> Task
The pictures are to be dropped, and the records below are to be restated word for word.

> Data for the task
+-------+

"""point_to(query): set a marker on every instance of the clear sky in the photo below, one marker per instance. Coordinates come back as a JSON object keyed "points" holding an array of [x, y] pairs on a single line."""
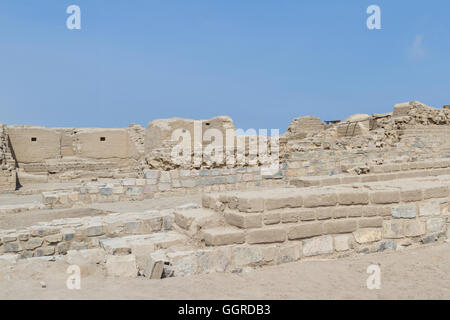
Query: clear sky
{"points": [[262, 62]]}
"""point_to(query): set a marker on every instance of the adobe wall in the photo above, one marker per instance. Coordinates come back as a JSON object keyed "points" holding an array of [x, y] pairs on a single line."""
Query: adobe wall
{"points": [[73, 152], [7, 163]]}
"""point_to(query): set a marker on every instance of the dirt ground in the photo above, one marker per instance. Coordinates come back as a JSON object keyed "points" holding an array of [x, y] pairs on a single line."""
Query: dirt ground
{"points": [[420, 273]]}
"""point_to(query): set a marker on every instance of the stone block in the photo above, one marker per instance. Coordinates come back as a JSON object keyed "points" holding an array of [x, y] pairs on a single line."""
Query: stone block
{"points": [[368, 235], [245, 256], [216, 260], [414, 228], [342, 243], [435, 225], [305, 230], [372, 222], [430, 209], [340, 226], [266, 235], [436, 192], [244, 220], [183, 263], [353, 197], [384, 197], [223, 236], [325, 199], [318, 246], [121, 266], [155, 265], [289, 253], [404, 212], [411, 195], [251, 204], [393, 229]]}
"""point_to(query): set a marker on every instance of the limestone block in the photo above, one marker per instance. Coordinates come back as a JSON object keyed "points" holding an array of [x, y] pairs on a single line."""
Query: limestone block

+-------+

> Answer for this exercise
"""point_to(query): set a marker on every instance of the clear sky in the photo below, one marker per instance. Coordinates come back as a JSON object keyed "points" holding an array of [x, y] pairs on a single line."""
Query: clear sky
{"points": [[262, 62]]}
"""point_to(query): set a marker on every instance of the adobe wall in the photo above, one marker per instance. Coordinates come back as a JSON object keyed "points" holding an array of [x, y] pairs on a single line."""
Query: adobe wall
{"points": [[73, 152], [7, 163]]}
"""point_to(query): set a marker on every instance of the dirt ground in the photo above, one marker per instance. Coordinates come back as a JSON object keyed "points" holding an array of [x, y] pairs on a single line."""
Query: dirt ground
{"points": [[420, 273]]}
"""point_to(query): set a marker on every instance of the stone block in the photo above, one marker per instance. Coordinates come back as a JSON object keyed "points" holding an array of [x, y] pairs on a single line."""
Query: stone block
{"points": [[368, 235], [245, 256], [216, 260], [414, 228], [342, 243], [435, 225], [305, 230], [372, 222], [430, 209], [340, 226], [266, 235], [436, 192], [244, 220], [183, 263], [353, 197], [384, 197], [223, 236], [325, 199], [318, 246], [121, 266], [155, 265], [289, 253], [404, 212], [411, 195], [251, 204], [393, 229]]}
"""point_to(query): set a marker on every instance of the limestone block in the photo above, one marker per instance. Coordinates come back as a JSON object keyed "points" holding an array of [x, y] pairs on a single line."""
Query: limestone block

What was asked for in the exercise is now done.